::: MATERIAL FOR THIS TASK
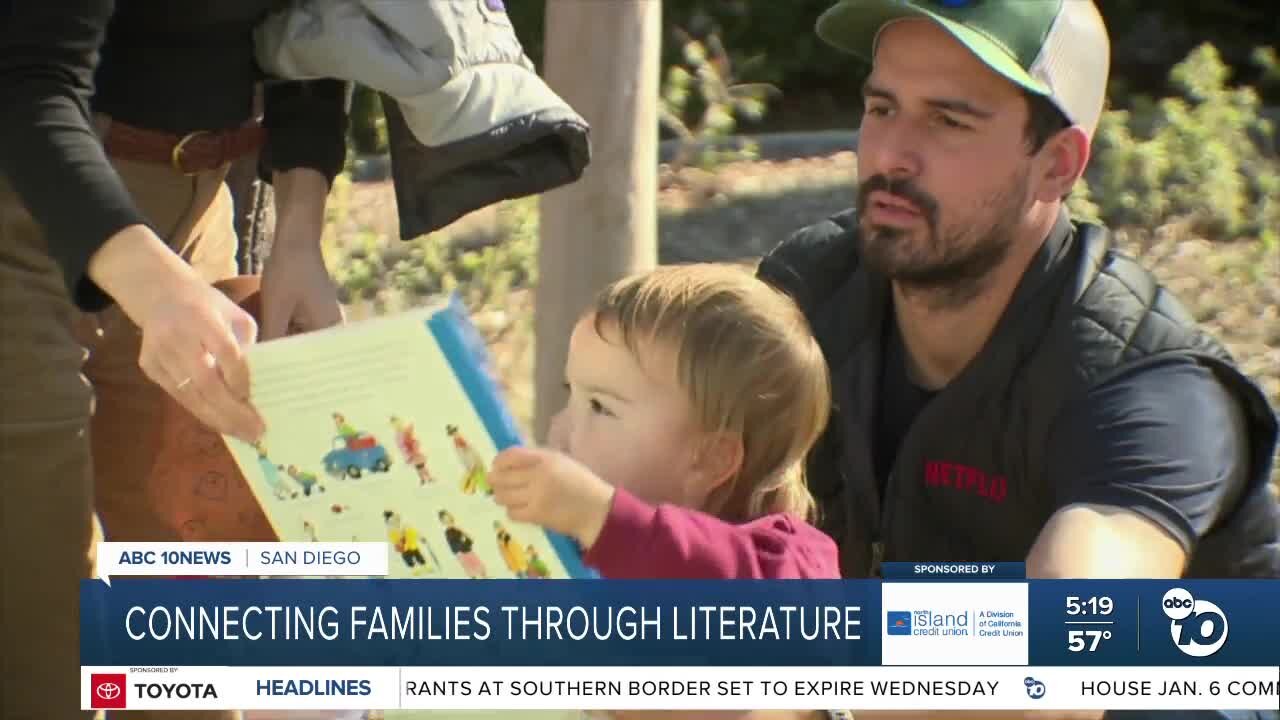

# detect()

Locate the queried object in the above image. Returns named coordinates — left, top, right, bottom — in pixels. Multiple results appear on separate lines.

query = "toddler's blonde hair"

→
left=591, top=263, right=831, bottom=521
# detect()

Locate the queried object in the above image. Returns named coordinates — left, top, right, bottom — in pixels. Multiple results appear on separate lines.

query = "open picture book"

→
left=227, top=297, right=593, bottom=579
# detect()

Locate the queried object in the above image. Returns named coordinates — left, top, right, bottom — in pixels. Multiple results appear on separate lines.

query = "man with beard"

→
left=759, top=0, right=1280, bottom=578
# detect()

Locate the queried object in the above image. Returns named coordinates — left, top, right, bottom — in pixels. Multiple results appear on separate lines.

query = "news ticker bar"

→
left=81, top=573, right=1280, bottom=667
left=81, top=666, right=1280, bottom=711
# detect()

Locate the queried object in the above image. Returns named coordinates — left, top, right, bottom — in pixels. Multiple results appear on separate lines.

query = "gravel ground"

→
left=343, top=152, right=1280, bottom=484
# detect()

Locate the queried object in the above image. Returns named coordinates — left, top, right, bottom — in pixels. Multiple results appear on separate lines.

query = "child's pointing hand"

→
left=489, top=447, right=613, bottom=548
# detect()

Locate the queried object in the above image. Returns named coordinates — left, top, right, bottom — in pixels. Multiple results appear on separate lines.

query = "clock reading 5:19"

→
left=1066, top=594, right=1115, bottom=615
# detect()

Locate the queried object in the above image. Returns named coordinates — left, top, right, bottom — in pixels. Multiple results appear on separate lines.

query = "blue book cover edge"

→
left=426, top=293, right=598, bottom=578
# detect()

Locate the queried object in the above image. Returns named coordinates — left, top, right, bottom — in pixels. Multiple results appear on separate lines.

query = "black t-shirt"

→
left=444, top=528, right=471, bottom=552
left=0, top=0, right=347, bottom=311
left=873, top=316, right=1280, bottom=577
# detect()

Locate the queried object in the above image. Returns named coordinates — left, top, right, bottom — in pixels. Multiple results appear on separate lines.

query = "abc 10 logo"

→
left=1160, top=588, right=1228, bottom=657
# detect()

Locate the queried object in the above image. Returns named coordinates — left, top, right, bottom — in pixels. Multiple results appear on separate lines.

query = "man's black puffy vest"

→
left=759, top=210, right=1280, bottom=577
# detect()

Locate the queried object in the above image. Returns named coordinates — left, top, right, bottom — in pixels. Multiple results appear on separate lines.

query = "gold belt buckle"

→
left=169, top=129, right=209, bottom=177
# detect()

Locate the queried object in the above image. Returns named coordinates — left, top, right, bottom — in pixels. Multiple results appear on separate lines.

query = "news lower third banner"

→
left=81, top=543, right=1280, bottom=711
::::::
* _CHALLENGE_:
Turn the lines from the first one up to and including the line with "left=591, top=263, right=831, bottom=521" into a JSON list of strings, one string per line, omitting blank lines. Leave the pictures out.

* _RESULT OF THIS TASK_:
[
  "# detect()",
  "Locate the queried object in the above image. Returns named coordinates — left, top, right, bottom — in pixels. Multiple results appear on separate lines.",
  "query = \"toddler's blonde hair\"",
  "→",
  "left=591, top=263, right=831, bottom=521"
]